§ **EXCERPT**

___

# Government or Commander



## Shipwreck (Jan 26, 2006)

What is your favorite size 1911? 

The 5" Government or the Commander size?


----------



## Arizona Desertman (10 mo ago)

Given the choice between only those two I'd probably go Commander.


----------



## LostinTexas (Oct 1, 2018)

Commander is 1/2 inch and a round short of the Government model. I like the Commander, but really needs to have an extra PEW in the mag. Does Chip McCormick still make that? Does Chip McCormick still exist?
It has been a while. The big downfall of the 1911 and .45 is magazine capacity. Seems there are some 10+ rounders out there, but I never handled one.


----------



## Shipwreck (Jan 26, 2006)

LostinTexas said:


> Commander is 1/2 inch and a round short of the Government model. I like the Commander, but really needs to have an extra PEW in the mag. Does Chip McCormick still make that? Does Chip McCormick still exist?
> It has been a while. The big downfall of the 1911 and .45 is magazine capacity. Seems there are some 10+ rounders out there, but I never handled one.


I think they still make mags for the 1911. I had issues with his Powermags several years ago, and they didn'tw ant to replace the mag. They just wanted to give me a spring. I still had issues with the follower getting stuck down in the mag, so I gave up and started buying other brands...

As for me - I like the govt size best. I have owned around twelve 1911s over the years. All but one was govt sized. The smaller commander size has extra punch on the felt recoil. I didn't like it as much.


----------



## LostinTexas (Oct 1, 2018)

___

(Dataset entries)
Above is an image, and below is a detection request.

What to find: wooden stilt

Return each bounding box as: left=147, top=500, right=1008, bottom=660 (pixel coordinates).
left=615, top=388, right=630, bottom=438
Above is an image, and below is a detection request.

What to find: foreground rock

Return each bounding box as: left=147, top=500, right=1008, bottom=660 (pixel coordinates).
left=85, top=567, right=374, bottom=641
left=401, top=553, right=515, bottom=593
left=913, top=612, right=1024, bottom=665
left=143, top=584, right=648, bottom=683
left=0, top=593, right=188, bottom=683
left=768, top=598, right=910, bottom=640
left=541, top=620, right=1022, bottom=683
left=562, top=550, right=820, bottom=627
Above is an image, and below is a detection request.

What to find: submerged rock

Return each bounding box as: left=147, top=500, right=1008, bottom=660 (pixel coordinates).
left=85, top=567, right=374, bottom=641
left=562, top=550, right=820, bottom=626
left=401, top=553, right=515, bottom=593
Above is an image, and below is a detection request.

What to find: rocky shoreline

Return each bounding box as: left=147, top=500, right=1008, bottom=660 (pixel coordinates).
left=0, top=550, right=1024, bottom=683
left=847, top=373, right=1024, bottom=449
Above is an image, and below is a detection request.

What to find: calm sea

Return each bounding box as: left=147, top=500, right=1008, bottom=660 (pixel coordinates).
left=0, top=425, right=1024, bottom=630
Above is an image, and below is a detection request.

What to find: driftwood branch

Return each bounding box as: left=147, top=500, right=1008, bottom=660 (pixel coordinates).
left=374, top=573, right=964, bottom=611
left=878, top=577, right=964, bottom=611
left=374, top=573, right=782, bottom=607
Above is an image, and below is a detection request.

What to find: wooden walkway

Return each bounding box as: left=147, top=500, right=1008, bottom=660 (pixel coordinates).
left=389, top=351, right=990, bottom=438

___

§ **WHAT TO WORK ON**
(1) Reproduce the 1911 size thread word for word from "As for me - I" to "it as much.".
(2) In the 1911 size thread, how many 1911s does Shipwreck say they have owned over the years?
(3) Continue the 1911 size thread from the point where it stops.
The rows come from a separate source, not from the 1911 size thread.

§ **RESPONSES BY TASK**
(1)
As for me - I like the govt size best. I have owned around twelve 1911s over the years. All but one was govt sized. The smaller commander size has extra punch on the felt recoil. I didn't like it as much.

(2) Around twelve.

(3)
Shipwreck said:


> I think they still make mags for the 1911. I had issues with his Powermags several years ago, and they didn'tw ant to replace the mag. They just wanted to give me a spring. I still had issues with the follower getting stuck down in the mag, so I gave up and started buying other brands...
> 
> As for me - I like the govt size best. I have owned around twelve 1911s over the years. All but one was govt sized. The smaller commander size has extra punch on the felt recoil. I didn't like it as much.


LOL, try an Officers Model with 185 +P. That has a punch. I always had good luck with their mags, but as we often see, things take a turn for what ever reason.
In a former life, I bet my life on a .gov issue 1911. Not a single complaint with it. There sure was a lot of groaning when the Brass decided 9MM was a wonder round and the pistol they decided we needed to fire it from. Hated them and the round. Got our hands on a lot of M9's and were much happier, but they were still 9MM.


----------



## Stealth .45 (3 mo ago)

I'm a huge fan of Quality 1911s. The Commander size has always been my favorite.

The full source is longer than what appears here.